TEXTAUSZUG:
_ _ _ _
Die Jugend macht es richtig
Marie geht also auf Reisen und ich erlebe fast jeden Schritt ihrer Reise mit; genug Stoff, um sich auf langweiligen Zugfahrten, Klogängen und Wartezeiten abzulenken. Gleichzeitig habe ich aber auch lange darüber nachgedacht, warum ich so glücklich werde, wenn ich Maries kurzen Erzählungen von banalen Dingen lausche. So wie ihrer Begegnung mit einem Pferd, das sie gegen ihr Fahrrad tauschen will, weil sie keine Lust mehr hat zu strampeln. Ein Unterfangen, das natürlich zum Scheitern verurteilt war. Marie zeigt ihren Versuch aber so grundsympathisch, dass ich ihr mein (nicht vorhandenes) Pferd am liebsten per Express zusenden würde.
Als ich vor ein paar Tagen mal wieder ein Update von ihr bekam und mir ein Video weiter mal wieder ein wütender Mann ins Gesicht brüllte, dass ich bloß keine Emojis benutzen solle, weil ich sonst kein echter Mann sei, wurde es mir klar: Marie ist die Seite von Social Media, die ich in meinem letzten Newsletter beschrieben habe: kreativ, spontan und ein bisschen naiv. Es ist die Seite des Internets, die ich liebe. Und Marie erinnert mich mit jedem Video an das Newsletter-Motto meines Kollegen Bent Freiwald: „The kids are alright.“
Dabei hätte Maries Reise auch schnell enden können. Auf der Hälfte der Strecke ist ihr, während eines Einkaufs, das Fahrrad geklaut worden – inklusive aller Klamotten. So steht Marie also da, mit Flip-Flops und einer Flasche Wasser. Wer regelmäßig auf Social Media unterwegs ist, weiß, dass solche Momente normalerweise dramatisch aufgebaut werden, inklusive eines Videotitels, der so aussehen könnte: „Alles weg! Ich bin am Ende!“ Nicht so bei Marie. Sie fragt einfach nur: „Hat jemand mein Fahrrad gesehen?“ Und verspricht ein Video später, dass sie natürlich weitermachen würde – erfolgreich, wie ich schon geschrieben habe.
_ _ _ _
BEREITGESTELLTES MATERIAL:
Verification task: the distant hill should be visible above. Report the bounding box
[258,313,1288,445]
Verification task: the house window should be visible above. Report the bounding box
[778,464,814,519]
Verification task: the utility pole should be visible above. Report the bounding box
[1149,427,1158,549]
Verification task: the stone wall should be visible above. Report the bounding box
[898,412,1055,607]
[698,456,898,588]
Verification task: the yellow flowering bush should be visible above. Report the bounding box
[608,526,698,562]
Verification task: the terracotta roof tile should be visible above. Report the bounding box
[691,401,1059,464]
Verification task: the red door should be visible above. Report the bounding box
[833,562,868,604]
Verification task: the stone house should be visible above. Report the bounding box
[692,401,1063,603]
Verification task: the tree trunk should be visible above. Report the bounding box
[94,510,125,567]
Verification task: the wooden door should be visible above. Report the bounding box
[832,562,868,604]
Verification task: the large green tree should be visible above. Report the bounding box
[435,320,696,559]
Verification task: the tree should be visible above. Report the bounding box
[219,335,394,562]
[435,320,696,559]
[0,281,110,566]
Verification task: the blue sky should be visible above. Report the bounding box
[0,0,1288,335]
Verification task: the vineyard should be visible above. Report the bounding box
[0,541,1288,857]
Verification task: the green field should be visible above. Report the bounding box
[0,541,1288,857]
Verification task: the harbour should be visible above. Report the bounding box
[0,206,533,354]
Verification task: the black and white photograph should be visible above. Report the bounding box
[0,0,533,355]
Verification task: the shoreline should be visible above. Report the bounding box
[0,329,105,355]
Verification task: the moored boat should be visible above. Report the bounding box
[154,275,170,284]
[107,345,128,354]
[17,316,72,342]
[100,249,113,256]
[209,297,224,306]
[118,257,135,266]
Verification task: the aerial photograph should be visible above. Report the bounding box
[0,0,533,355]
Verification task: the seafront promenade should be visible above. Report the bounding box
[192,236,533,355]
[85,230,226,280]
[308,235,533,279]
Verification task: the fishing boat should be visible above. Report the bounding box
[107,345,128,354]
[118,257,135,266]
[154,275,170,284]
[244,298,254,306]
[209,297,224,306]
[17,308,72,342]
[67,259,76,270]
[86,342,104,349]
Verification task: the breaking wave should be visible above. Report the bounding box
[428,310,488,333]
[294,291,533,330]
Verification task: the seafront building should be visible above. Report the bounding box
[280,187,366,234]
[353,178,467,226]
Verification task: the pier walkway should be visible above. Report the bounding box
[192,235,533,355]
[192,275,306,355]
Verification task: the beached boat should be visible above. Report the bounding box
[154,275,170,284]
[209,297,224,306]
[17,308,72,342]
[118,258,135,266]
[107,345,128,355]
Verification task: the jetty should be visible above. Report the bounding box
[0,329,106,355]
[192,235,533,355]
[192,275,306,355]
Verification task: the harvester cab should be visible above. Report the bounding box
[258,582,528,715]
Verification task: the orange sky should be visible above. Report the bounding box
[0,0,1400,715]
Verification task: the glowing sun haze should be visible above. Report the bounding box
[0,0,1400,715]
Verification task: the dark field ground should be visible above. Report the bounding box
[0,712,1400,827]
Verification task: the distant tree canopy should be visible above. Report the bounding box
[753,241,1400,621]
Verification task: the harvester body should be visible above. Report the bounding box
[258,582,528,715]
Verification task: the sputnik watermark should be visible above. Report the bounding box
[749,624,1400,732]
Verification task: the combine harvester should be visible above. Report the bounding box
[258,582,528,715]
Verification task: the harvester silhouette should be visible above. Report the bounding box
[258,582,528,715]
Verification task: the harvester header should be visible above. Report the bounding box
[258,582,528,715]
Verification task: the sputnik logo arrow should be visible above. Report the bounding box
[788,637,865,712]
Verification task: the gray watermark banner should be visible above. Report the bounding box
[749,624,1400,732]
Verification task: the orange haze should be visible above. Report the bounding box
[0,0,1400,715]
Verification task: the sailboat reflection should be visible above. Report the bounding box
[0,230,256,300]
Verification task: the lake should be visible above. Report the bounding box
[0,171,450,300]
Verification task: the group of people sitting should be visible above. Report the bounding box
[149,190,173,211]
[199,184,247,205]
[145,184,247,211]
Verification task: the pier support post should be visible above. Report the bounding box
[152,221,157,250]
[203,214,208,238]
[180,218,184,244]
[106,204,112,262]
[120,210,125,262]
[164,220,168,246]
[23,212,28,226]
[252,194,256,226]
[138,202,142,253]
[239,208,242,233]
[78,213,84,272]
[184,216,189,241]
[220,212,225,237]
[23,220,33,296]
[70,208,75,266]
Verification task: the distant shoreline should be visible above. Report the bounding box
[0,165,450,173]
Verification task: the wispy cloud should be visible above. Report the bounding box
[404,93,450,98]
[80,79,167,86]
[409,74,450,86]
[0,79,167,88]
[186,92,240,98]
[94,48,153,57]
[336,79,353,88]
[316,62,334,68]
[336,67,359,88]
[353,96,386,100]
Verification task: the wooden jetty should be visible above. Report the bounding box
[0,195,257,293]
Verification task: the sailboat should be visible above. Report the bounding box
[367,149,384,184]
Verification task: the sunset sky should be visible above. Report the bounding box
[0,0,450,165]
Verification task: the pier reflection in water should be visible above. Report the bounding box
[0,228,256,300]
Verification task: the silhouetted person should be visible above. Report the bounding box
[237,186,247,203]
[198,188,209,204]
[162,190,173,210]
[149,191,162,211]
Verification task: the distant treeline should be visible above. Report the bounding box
_ _ _ _
ANWEISUNGEN:
1 > Gib aus dem Text über Maries Reise das Stück von „Die Jugend macht“ bis einschließlich „Express zusenden würde.“ wortgetreu wieder.
2 > Schreib den Text über Maries Reise nach seinem letzten Satz weiter.

ANTWORTEN:
1 >
Die Jugend macht es richtig
Marie geht also auf Reisen und ich erlebe fast jeden Schritt ihrer Reise mit; genug Stoff, um sich auf langweiligen Zugfahrten, Klogängen und Wartezeiten abzulenken. Gleichzeitig habe ich aber auch lange darüber nachgedacht, warum ich so glücklich werde, wenn ich Maries kurzen Erzählungen von banalen Dingen lausche. So wie ihrer Begegnung mit einem Pferd, das sie gegen ihr Fahrrad tauschen will, weil sie keine Lust mehr hat zu strampeln. Ein Unterfangen, das natürlich zum Scheitern verurteilt war. Marie zeigt ihren Versuch aber so grundsympathisch, dass ich ihr mein (nicht vorhandenes) Pferd am liebsten per Express zusenden würde.

2 >
Die Romantik muss gewinnen
Ich muss zugeben: Ich hätte mich das mit 18 Jahren nicht getraut. Ehrlich gesagt würde ich mich das nicht mal heute unbedingt trauen. Weil ich zu bequem geworden bin. Aber auch wegen meiner veritablen Abneigung gegen Natur. Und weil ich Angst habe – vor Diebstählen oder Unfällen zum Beispiel. Marie lässt sich von solchen Ängsten nicht beeindrucken.
Zu meinem 18. Geburtstag hat mir meine Oma das Buch „Aus dem Leben eines Taugenichts“ von Joseph von Eichendorff geschenkt. Die Geschichte eines jungen Müllersohnes, der, anstatt zu arbeiten, lieber mit einer Geige als einzigem Gepäckstück in die Welt zieht. Daran muss ich immer wieder denken, wenn ich Maries Videos sehe. Auf der einen Seite die Lebenskünstlerin, die sich einfach durchschlägt – auf der anderen Seite die gehässigen Zweifler, die so etwas kommentieren wie: „Krank 🤦♂️ein Sozialfall für 2023.“
Aber genau wie bei Eichendorff setzt sich am Ende die Romantik durch. Und das ist genau richtig so. Traurige Fakten hat die Jugend von heute schließlich genug zu verdauen.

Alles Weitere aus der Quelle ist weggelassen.